### REQUIRED WORK
Can you edit the rows beginning at the line that has "The target of" and stopping after the line that has "positive clicks: (752, 304) (744, 301)", so that "rough mask" reads "coarse mask" and nothing else changes, giving back only those lines?

[[ DATA SUPPLIED open ]]

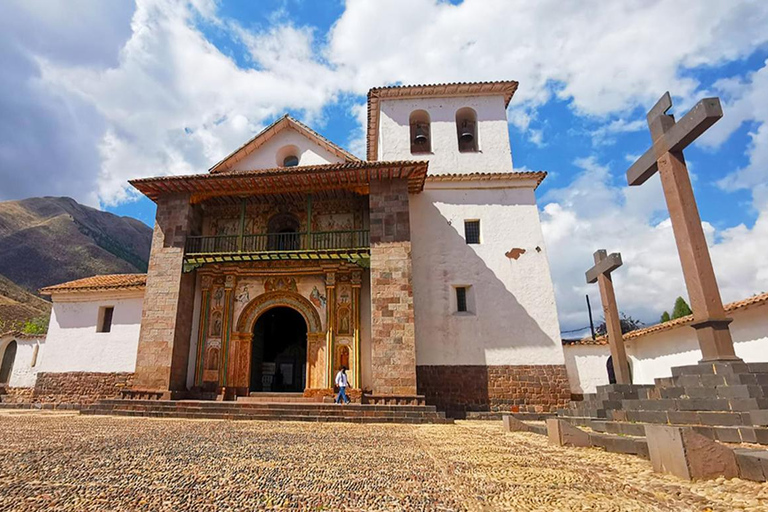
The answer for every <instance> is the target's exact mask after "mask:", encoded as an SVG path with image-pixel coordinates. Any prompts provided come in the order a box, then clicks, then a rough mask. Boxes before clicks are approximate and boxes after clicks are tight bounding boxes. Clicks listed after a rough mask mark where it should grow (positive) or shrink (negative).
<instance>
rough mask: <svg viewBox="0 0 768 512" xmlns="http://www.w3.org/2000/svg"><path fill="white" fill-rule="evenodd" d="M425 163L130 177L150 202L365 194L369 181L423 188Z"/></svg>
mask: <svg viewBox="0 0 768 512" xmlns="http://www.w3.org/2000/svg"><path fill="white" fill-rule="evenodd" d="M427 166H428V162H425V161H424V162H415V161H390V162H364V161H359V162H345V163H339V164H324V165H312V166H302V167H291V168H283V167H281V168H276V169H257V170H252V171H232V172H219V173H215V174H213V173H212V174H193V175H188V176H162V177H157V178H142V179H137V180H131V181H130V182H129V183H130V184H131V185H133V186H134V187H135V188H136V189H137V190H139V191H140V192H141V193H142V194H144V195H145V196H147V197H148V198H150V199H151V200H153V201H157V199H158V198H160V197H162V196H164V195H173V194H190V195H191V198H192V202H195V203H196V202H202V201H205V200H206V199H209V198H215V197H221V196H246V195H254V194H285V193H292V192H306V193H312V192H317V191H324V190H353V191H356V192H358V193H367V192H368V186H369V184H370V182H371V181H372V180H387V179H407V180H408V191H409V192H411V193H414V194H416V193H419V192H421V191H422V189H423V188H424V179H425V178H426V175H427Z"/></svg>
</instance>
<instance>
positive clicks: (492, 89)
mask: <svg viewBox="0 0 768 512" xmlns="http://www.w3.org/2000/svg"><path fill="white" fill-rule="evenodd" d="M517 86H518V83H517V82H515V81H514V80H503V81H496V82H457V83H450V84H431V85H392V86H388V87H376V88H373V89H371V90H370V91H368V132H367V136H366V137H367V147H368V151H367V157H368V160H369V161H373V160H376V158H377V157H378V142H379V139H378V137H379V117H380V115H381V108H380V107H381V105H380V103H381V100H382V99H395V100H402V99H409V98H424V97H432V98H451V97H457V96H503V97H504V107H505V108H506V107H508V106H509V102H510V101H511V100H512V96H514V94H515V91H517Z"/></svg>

[[ DATA SUPPLIED closed ]]
[[ DATA SUPPLIED open ]]

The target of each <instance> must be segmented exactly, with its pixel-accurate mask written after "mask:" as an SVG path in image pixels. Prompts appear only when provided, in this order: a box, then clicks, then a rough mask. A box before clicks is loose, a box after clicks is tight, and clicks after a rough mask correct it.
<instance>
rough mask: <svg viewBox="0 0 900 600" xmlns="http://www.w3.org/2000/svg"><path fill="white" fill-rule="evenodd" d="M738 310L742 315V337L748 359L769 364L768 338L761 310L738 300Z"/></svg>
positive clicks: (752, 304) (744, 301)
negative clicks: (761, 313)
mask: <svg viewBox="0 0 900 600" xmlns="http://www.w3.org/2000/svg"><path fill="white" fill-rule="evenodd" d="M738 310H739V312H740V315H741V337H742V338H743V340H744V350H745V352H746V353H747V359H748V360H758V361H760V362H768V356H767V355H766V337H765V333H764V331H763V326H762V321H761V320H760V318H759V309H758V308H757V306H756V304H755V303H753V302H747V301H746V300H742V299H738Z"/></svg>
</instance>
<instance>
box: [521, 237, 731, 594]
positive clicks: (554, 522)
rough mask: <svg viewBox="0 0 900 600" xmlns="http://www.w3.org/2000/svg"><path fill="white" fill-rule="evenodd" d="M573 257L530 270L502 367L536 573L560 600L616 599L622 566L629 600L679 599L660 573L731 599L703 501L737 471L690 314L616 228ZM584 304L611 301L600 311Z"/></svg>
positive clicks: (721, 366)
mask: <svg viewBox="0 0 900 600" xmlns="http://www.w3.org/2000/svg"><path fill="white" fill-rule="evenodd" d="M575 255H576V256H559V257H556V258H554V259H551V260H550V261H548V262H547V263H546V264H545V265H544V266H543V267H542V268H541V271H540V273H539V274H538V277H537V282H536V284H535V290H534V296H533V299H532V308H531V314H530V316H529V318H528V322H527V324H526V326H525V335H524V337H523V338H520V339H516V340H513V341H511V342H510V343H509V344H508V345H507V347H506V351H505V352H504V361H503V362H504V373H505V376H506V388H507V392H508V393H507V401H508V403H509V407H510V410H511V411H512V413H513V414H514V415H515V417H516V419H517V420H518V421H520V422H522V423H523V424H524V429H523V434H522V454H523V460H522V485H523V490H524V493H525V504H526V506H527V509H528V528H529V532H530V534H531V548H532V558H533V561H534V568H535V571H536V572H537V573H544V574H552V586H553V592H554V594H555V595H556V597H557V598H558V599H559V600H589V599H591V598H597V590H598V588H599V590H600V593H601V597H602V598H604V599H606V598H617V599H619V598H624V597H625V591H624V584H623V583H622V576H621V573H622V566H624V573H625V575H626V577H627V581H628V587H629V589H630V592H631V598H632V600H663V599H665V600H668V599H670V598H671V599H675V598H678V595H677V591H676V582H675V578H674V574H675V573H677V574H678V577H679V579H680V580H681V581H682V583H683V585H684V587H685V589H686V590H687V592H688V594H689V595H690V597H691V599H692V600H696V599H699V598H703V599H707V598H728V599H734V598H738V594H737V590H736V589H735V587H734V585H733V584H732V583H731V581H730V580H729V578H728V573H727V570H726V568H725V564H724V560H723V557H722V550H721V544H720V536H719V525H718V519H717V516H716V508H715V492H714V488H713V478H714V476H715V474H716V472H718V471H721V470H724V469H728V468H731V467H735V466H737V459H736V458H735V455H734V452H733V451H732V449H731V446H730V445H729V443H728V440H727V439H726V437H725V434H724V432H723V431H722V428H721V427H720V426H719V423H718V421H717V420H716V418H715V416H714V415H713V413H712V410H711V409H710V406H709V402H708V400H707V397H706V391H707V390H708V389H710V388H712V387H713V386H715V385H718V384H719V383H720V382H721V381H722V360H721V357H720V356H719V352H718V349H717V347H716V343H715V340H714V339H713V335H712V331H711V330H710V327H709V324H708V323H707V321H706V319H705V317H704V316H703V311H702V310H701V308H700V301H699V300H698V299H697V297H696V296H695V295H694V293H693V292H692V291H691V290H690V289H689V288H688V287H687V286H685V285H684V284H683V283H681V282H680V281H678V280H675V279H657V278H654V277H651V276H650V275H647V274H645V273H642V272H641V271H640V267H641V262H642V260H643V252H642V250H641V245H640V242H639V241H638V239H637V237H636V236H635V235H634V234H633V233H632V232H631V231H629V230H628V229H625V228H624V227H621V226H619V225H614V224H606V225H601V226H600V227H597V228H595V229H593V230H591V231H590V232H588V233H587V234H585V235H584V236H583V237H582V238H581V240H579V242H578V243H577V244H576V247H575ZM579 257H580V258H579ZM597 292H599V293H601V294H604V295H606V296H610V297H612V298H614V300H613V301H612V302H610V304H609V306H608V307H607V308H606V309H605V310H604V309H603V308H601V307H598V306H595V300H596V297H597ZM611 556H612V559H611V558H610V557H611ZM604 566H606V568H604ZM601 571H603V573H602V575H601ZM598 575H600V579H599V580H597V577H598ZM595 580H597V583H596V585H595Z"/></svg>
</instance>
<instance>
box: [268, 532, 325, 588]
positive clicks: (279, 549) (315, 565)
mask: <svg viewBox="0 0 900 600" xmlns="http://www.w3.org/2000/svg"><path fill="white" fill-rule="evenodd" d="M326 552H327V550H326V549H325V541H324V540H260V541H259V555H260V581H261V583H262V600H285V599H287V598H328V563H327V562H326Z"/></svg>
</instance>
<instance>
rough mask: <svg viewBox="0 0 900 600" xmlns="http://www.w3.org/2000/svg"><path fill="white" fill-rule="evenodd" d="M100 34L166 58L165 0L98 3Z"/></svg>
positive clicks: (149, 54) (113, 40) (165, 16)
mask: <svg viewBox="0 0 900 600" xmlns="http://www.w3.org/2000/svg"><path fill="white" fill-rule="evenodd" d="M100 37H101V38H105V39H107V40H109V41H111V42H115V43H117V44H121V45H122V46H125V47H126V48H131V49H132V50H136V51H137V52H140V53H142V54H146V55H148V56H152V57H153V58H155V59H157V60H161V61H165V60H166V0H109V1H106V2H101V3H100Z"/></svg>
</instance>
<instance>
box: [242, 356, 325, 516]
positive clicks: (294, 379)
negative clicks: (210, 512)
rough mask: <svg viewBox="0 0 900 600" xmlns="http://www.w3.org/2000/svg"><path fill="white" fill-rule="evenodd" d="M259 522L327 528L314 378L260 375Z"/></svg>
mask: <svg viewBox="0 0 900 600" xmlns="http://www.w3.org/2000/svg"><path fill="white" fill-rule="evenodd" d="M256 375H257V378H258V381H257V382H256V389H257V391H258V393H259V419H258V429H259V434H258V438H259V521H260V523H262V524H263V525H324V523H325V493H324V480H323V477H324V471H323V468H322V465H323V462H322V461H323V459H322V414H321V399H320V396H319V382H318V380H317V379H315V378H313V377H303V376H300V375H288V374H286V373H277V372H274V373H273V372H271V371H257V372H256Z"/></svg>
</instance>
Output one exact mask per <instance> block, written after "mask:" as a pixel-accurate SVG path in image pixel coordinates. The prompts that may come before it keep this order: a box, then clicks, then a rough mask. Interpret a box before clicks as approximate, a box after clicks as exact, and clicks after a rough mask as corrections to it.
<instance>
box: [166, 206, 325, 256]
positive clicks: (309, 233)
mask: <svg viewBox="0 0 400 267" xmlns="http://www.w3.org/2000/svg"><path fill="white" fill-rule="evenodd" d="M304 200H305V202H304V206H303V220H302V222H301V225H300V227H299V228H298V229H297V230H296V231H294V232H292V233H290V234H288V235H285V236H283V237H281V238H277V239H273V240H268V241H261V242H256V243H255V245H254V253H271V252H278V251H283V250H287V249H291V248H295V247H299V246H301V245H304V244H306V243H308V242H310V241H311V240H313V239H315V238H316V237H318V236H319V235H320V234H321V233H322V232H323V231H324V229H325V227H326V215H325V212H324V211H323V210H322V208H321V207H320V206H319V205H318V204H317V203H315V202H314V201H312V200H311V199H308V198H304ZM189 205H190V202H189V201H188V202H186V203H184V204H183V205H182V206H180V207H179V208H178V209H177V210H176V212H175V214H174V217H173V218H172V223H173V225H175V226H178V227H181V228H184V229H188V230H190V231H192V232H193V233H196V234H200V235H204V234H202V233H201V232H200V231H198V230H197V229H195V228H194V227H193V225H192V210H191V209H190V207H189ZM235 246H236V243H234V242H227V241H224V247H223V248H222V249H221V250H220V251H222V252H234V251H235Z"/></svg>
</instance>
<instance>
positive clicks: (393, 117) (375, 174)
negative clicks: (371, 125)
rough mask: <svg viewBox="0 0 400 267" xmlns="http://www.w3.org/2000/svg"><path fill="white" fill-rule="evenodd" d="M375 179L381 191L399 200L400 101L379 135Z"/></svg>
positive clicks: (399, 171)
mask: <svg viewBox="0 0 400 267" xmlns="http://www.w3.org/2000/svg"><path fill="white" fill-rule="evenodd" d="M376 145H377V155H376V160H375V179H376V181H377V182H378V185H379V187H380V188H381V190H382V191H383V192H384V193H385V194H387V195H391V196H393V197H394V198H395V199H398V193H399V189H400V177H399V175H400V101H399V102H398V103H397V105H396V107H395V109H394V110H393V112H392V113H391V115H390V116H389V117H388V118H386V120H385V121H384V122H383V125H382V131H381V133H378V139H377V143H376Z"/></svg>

[[ DATA SUPPLIED closed ]]
[[ DATA SUPPLIED open ]]

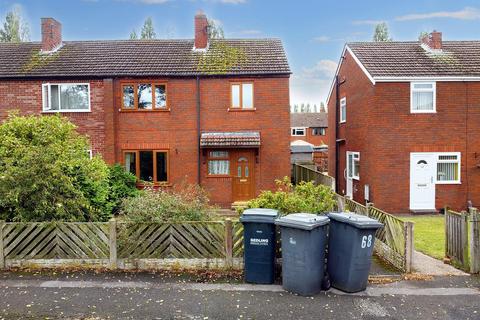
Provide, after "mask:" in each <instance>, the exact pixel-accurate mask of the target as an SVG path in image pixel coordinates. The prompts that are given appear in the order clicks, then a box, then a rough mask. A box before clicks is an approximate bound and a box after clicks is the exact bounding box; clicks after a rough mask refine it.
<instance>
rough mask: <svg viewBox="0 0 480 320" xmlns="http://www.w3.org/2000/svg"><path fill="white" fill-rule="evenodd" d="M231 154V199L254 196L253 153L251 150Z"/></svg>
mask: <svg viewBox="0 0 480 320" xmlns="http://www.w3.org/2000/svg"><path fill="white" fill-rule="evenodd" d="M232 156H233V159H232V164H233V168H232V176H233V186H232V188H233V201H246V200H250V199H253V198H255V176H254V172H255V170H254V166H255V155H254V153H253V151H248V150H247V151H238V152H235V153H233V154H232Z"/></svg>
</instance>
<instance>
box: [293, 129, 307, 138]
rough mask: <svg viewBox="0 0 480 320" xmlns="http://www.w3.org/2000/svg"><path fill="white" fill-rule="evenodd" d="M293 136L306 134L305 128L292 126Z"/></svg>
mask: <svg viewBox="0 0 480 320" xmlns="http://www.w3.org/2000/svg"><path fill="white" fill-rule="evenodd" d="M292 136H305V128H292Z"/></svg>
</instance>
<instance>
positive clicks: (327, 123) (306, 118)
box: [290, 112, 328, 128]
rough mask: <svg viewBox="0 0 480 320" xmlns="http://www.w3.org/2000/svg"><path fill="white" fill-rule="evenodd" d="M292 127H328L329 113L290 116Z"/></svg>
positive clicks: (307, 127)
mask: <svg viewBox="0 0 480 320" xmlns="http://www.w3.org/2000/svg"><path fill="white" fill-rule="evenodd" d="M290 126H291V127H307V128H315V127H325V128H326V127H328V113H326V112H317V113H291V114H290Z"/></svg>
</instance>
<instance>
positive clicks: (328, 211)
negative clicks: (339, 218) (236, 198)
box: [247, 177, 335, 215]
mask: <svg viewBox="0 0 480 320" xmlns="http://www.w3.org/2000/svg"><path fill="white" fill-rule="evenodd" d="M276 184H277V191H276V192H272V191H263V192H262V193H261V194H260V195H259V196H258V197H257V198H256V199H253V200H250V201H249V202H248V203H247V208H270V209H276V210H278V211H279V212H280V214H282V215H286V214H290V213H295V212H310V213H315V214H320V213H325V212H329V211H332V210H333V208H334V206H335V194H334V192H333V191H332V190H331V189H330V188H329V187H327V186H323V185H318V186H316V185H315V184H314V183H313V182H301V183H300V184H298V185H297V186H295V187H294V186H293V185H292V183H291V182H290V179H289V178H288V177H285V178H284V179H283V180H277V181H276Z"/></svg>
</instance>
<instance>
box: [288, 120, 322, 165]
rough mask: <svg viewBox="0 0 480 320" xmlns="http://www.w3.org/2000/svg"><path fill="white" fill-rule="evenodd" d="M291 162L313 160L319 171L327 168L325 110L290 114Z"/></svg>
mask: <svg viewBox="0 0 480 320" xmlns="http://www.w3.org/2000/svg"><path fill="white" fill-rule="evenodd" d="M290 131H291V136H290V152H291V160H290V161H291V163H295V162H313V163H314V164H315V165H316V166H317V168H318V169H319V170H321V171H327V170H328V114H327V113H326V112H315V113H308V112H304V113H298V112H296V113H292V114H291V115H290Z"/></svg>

[[ DATA SUPPLIED closed ]]

### RESULT OF THIS TASK
The target of each <instance> must be segmented exactly, with its pixel-accurate mask written after "mask:" as an SVG path in image pixels. Prompts appear only when provided, in this order: a box, then clicks, then a coarse mask. A box before clicks is loose, a box after clicks is tight, and clicks after a coarse mask correct it.
<instance>
coarse mask: <svg viewBox="0 0 900 600" xmlns="http://www.w3.org/2000/svg"><path fill="white" fill-rule="evenodd" d="M738 310L742 315V337L748 359L769 364L768 338L761 310L738 300Z"/></svg>
positive clicks: (752, 304) (744, 301)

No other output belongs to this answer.